Retype the material exactly, starting with the line containing "Please segment every instance of the black" and continuing through the line containing "M 160 186 L".

[Records from an annotation dataset]

::::::::::

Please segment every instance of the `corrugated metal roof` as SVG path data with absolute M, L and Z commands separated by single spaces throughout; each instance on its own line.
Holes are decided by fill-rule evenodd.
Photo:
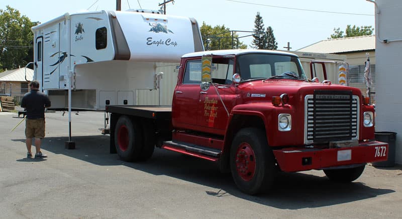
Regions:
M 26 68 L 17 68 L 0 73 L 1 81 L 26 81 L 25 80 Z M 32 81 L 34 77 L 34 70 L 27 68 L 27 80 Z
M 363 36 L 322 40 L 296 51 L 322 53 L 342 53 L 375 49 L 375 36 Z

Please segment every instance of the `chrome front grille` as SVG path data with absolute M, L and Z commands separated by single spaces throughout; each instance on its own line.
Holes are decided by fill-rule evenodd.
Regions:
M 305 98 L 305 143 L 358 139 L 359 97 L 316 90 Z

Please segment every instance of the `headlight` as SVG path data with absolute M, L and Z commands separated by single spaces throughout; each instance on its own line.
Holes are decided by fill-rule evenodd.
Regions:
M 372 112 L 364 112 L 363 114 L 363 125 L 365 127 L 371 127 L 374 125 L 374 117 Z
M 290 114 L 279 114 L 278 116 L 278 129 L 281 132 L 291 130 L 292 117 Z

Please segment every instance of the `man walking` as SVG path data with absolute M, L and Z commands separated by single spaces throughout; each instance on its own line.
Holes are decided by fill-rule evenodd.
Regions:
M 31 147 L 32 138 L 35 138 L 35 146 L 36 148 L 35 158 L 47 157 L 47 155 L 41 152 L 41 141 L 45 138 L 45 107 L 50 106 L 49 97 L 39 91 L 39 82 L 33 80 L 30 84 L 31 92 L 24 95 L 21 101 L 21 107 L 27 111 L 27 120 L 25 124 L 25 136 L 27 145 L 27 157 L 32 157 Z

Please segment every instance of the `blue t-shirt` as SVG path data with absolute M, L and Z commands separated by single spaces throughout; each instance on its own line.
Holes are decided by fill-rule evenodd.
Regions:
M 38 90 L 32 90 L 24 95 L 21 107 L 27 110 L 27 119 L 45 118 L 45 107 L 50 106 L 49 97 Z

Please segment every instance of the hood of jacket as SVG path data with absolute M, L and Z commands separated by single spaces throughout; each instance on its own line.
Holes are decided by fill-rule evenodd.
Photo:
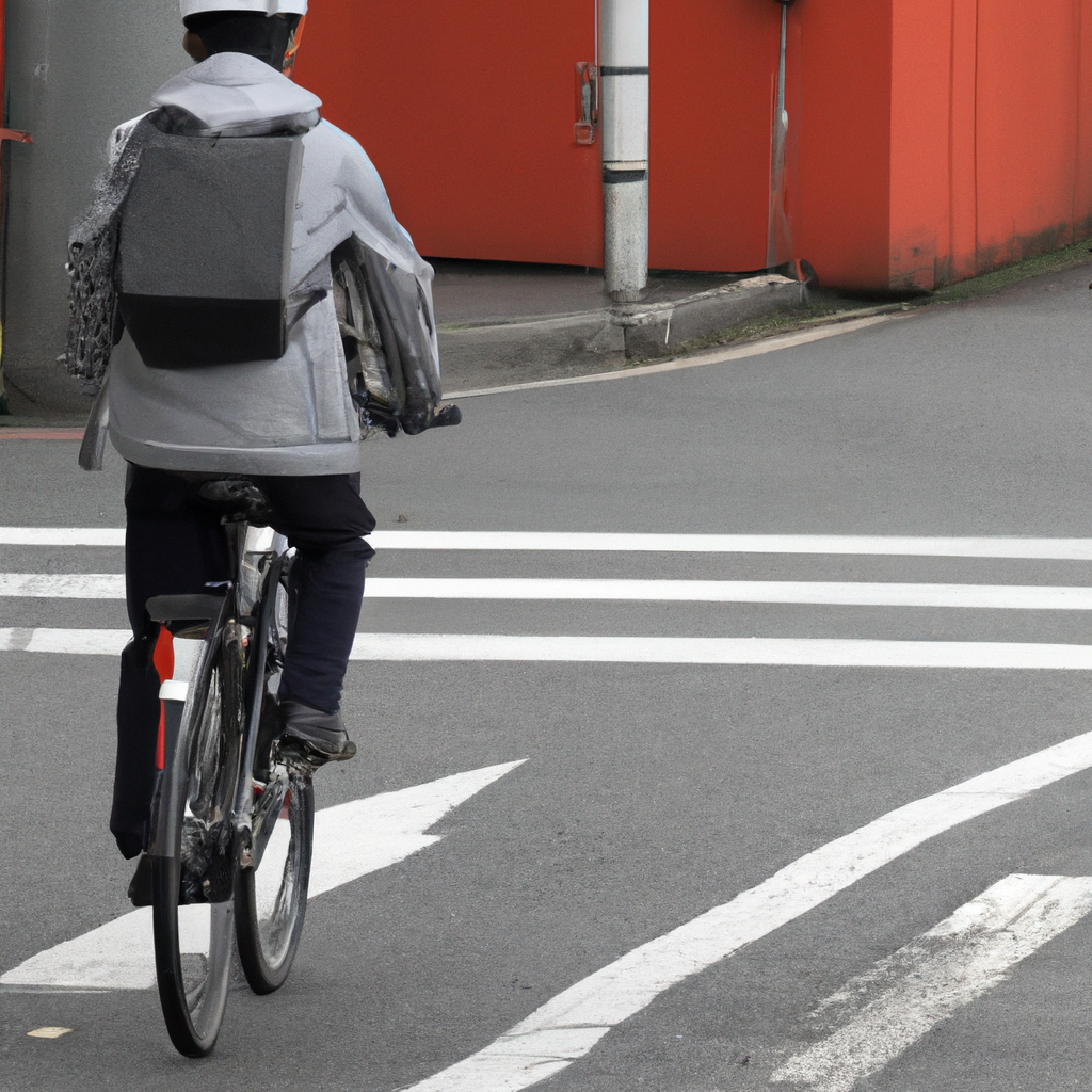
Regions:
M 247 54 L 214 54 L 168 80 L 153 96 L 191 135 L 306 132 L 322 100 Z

::::::::::

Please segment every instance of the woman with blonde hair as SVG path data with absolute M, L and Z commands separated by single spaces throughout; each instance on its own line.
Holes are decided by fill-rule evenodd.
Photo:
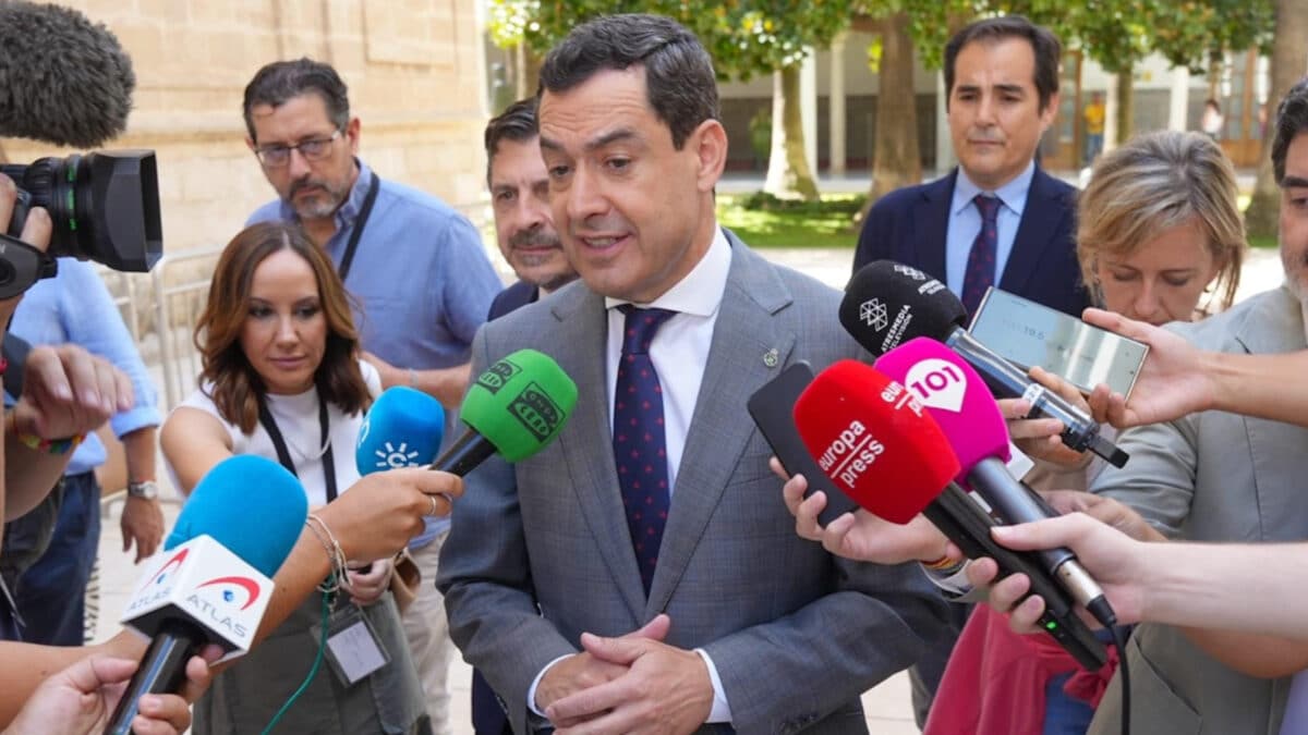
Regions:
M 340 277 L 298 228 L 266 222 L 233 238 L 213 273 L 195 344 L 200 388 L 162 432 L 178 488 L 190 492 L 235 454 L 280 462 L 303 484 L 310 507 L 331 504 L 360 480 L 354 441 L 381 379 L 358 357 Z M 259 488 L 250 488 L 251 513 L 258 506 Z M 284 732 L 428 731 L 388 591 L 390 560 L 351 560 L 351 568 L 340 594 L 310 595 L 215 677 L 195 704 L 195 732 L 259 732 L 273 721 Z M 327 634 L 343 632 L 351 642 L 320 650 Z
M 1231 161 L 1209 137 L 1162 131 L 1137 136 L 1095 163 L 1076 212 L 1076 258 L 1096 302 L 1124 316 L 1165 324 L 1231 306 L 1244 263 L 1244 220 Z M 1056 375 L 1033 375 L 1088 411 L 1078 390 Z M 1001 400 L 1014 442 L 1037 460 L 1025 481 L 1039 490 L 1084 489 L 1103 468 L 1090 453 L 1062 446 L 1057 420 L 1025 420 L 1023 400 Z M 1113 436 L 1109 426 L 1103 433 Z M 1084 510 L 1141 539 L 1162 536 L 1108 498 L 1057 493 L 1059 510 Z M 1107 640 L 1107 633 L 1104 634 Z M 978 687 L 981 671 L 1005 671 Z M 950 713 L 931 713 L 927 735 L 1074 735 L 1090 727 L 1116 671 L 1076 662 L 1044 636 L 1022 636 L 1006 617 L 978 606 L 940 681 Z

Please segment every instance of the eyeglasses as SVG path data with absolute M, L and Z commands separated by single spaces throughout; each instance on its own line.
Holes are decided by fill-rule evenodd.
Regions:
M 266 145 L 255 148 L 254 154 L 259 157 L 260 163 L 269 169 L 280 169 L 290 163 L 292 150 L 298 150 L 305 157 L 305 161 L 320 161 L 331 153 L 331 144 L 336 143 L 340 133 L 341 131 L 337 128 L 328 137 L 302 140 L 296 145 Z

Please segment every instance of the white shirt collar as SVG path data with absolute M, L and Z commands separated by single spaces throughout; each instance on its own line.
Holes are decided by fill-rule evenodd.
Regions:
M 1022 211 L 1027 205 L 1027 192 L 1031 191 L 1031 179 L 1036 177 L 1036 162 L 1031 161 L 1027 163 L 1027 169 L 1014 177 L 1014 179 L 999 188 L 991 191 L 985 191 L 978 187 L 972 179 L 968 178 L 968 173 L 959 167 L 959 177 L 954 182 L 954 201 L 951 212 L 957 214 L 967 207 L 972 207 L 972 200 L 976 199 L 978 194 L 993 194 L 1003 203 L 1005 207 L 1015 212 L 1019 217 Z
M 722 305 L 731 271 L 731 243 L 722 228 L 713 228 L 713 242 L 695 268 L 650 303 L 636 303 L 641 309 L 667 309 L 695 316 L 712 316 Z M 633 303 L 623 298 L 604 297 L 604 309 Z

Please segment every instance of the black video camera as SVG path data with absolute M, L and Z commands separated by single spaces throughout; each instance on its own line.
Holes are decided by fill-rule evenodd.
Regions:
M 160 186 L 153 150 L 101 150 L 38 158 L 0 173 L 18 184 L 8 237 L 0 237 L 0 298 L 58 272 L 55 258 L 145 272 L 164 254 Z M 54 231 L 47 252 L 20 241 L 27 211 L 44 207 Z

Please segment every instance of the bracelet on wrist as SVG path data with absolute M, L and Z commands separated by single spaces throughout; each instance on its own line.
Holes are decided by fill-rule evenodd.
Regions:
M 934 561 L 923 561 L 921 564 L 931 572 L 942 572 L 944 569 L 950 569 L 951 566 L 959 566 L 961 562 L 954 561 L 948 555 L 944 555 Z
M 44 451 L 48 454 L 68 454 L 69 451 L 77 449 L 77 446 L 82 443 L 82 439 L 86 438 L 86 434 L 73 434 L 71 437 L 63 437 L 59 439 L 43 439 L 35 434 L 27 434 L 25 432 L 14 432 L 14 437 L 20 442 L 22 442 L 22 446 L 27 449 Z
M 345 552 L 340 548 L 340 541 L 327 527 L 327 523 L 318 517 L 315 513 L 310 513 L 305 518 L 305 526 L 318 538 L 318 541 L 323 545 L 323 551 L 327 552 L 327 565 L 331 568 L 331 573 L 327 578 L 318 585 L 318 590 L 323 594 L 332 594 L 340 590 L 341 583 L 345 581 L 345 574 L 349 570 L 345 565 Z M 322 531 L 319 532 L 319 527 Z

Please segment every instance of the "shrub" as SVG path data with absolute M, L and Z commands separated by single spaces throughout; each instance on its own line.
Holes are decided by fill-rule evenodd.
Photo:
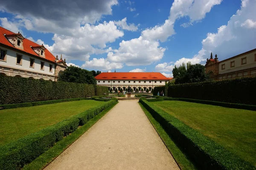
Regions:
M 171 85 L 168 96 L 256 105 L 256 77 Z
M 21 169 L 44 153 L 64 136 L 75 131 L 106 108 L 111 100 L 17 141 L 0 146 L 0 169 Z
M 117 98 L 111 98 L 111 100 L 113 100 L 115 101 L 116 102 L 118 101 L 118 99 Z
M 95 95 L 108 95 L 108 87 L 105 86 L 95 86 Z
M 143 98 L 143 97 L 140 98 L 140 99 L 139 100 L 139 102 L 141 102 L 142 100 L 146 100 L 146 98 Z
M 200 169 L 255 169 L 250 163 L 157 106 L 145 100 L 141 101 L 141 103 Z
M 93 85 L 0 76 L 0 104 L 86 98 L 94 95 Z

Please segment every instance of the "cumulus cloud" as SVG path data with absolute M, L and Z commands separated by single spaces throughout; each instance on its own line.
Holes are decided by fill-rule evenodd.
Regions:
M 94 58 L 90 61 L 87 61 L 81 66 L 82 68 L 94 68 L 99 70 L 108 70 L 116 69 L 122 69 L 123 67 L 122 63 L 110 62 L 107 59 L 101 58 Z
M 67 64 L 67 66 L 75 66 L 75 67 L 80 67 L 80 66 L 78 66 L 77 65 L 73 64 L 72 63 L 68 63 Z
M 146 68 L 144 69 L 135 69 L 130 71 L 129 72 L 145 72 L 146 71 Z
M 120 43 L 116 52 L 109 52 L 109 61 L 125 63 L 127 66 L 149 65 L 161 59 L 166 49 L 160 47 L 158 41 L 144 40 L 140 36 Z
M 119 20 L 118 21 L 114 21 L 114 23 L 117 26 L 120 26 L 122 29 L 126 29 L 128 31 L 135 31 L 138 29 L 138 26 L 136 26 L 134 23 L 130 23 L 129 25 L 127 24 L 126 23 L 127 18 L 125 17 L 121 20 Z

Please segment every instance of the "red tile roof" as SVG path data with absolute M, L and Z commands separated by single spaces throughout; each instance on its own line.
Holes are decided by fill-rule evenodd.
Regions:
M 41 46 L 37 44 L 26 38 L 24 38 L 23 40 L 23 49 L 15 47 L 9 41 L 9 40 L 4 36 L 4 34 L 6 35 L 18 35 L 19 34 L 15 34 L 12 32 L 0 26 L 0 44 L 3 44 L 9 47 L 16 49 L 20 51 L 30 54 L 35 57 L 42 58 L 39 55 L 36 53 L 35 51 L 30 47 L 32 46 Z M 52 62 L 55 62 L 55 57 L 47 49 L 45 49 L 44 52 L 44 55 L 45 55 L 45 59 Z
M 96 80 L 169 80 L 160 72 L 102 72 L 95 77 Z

::::::::::

> Answer to this task
Please segment every instance of the black video camera as SVG path data with absolute M, L and Z commands separated by single spaces throughout; each instance on its own line.
Holes are decided by fill-rule evenodd.
Regions:
M 160 186 L 153 150 L 101 150 L 38 158 L 0 173 L 18 184 L 8 237 L 0 237 L 0 298 L 58 272 L 55 258 L 145 272 L 164 254 Z M 54 231 L 47 252 L 20 241 L 27 211 L 44 207 Z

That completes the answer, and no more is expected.